WHAT THE EXERCISE ASKS ->
Turn every line of the data below into a JSON array of strings, with one string per line and blank lines omitted.

SUPPLIED RECORDS ->
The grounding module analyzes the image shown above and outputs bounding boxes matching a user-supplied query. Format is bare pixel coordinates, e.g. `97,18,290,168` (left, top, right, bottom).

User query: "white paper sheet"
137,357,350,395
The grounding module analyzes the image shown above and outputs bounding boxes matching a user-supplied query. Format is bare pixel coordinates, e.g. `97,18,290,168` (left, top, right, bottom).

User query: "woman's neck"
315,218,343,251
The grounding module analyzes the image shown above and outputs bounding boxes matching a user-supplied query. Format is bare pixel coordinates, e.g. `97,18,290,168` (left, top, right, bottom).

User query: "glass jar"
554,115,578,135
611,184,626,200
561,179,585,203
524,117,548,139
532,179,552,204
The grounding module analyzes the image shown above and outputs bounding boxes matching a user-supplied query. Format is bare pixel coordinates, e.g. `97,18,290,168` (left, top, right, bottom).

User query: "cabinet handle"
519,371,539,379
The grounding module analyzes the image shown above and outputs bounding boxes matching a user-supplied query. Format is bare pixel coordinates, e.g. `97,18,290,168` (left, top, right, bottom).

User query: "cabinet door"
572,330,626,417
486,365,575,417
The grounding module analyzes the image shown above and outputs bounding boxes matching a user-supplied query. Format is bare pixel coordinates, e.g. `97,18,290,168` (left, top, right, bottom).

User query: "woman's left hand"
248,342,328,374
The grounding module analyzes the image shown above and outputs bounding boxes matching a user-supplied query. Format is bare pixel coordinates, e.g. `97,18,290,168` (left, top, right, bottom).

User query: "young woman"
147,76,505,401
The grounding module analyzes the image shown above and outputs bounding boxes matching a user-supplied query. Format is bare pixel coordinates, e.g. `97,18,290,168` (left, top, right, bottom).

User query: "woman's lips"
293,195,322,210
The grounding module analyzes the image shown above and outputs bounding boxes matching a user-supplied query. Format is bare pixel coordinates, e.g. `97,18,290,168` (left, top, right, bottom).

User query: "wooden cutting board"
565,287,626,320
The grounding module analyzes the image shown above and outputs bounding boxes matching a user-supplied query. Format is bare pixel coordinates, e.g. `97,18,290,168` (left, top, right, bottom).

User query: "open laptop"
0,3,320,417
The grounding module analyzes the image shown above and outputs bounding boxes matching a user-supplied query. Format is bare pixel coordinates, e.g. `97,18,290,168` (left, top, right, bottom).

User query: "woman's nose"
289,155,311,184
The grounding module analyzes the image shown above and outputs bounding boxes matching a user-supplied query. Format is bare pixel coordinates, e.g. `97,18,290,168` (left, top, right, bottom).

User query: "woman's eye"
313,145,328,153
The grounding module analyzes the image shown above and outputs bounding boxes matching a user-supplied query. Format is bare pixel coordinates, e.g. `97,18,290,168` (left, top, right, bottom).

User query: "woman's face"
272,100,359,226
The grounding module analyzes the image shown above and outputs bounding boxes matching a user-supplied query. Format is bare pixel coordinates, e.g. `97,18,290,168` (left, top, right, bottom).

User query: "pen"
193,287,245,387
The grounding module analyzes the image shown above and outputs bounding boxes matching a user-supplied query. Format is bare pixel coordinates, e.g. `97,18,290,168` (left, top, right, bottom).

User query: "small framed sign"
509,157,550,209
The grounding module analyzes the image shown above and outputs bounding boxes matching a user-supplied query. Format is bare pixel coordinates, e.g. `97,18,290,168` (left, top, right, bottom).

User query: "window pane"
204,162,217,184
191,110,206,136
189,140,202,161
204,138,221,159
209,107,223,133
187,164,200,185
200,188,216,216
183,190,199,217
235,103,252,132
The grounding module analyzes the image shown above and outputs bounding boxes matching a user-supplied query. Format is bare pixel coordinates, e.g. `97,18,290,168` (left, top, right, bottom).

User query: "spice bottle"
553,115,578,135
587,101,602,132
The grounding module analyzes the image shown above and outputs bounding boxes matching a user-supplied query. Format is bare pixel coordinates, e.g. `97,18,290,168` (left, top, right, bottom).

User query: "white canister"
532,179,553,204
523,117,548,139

SOLUTION TO THIS PROBLEM ->
[
  "The grounding module analyzes the image shown above and outputs bounding boxes matching a user-supplied query. Format is bare pixel coordinates, e.g. `97,18,290,168` (left, top, right, bottom).",
  "User query: \"white paper sheet\"",
  "137,357,350,395",
  "The grounding module analyzes the image shown above and outputs bounding boxes matching a user-supplied query. Format is bare pixel coordinates, e.g. `97,18,290,168` (left, top, right, bottom).",
  "User query: \"woman's neck\"",
  "315,218,343,251",
  "The grounding module analyzes the image shown above and outputs bounding boxes matching a user-supplied query. Format is bare pixel coordinates, e.g. `97,18,290,168` (left, top, right, bottom).",
  "User query: \"glass jar\"",
  "554,115,578,135",
  "611,184,626,200",
  "561,179,585,203",
  "524,117,548,139",
  "532,179,552,204",
  "The grounding module analyzes the image shown above and outputs bounding boxes matching a user-supplied query. Format is bare pixel coordinates, e.g. `97,18,290,168` (left, top, right, bottom).",
  "User query: \"cabinet handle\"",
  "519,371,539,379",
  "The grounding module analyzes the image shown above and outputs bounding boxes matching a user-supplied query. Format is bare pixel coordinates, e.g. `97,18,290,168` (left, top, right, bottom).",
  "User query: \"cabinet door\"",
  "572,330,626,417",
  "486,365,575,417",
  "The grounding module analyzes the image shown above and outputs bounding boxes matching a user-supplied query. Format is bare pixel coordinates, e.g. `97,18,290,168` (left, top, right, bottom).",
  "User query: \"woman's left hand\"",
  "248,342,328,374",
  "The grounding module analyzes the image shown above and outputs bounding boxes matching a user-supplied query. Format is bare pixel coordinates, e.g. `97,18,290,168` (left, top, right, bottom).",
  "User query: \"young woman\"",
  "147,76,505,401",
  "The grounding module analyzes the image shown above and outputs bounding boxes matching a user-supplied query. Format is bare pixel coordinates, e.g. `97,18,290,168` (left, top, right, bottom).",
  "User query: \"woman's lips\"",
  "293,195,322,210",
  "The grounding module analyzes the image shown above and outputs bounding boxes matching a user-supplied query. Format is bare pixel coordinates, e.g. `97,18,290,168` (left, top, right, bottom).",
  "User query: \"wooden cutting board\"",
  "565,287,626,320",
  "The grounding module analyzes the image shown above and outputs bounding boxes matching a user-supplied query. Format is bare pixel coordinates, e.g. `97,18,290,168` (left, top, right, bottom).",
  "User query: \"open laptop\"",
  "0,3,320,417",
  "The grounding module analyzes the image shown above and outputs bounding boxes matching a user-supplied query. Format is bare pixel coordinates, e.g. `97,18,290,168` (left, top, right, bottom).",
  "User query: \"woman's nose\"",
  "289,155,311,184",
  "The grounding module analyzes the image shown above and outputs bounding boxes matching a user-supplied query. Format is bare pixel coordinates, e.g. `97,18,290,168` (left, top, right, bottom).",
  "User query: \"woman's eye\"",
  "313,145,328,153",
  "The grounding module analyzes the image shown above and outputs bounding boxes matching a user-supplied query. Format is bare pixel coordinates, e.g. `97,18,290,168` (left, top, right, bottom).",
  "User query: \"woman's face\"",
  "272,100,359,226",
  "The grounding module analyzes the image shown above and outputs bounding boxes matching a user-supplied query. Format is bare pixel coordinates, e.g. `97,18,290,168` (left, top, right, bottom).",
  "User query: \"pen\"",
  "193,287,245,387",
  "The grounding module analyzes the image shown above and outputs bounding boxes matching a user-supplied query. Format is bare pixel coordinates, e.g. `97,18,290,168` (left, top, right, bottom).",
  "User query: \"small framed sign\"",
  "509,157,550,209",
  "The grounding module analyzes the image shown above and outputs bounding boxes matching a user-supplied query. Format is bare pixel coordinates, e.g. `97,18,290,168` (left, top, right, bottom).",
  "User query: \"window pane\"",
  "204,162,217,184",
  "191,110,206,136",
  "189,140,202,161",
  "204,138,221,159",
  "209,107,223,133",
  "187,164,200,185",
  "200,188,216,216",
  "183,190,199,217",
  "235,103,252,132",
  "The grounding module analyzes the image shown above and outputs bounding boxes matching a user-supplied query. Format is bare pixel coordinates, e.g. `97,18,290,168` (left, top, right, bottom).",
  "User query: \"spice bottle\"",
  "553,115,578,135",
  "587,101,602,132",
  "The grounding module analyzes the image shown above and outputs bounding boxes matching a user-supplied query. Format is bare pixel coordinates, e.g. `97,18,290,168` (left, top, right, bottom).",
  "User query: \"white canister\"",
  "532,179,553,204",
  "523,117,548,139"
]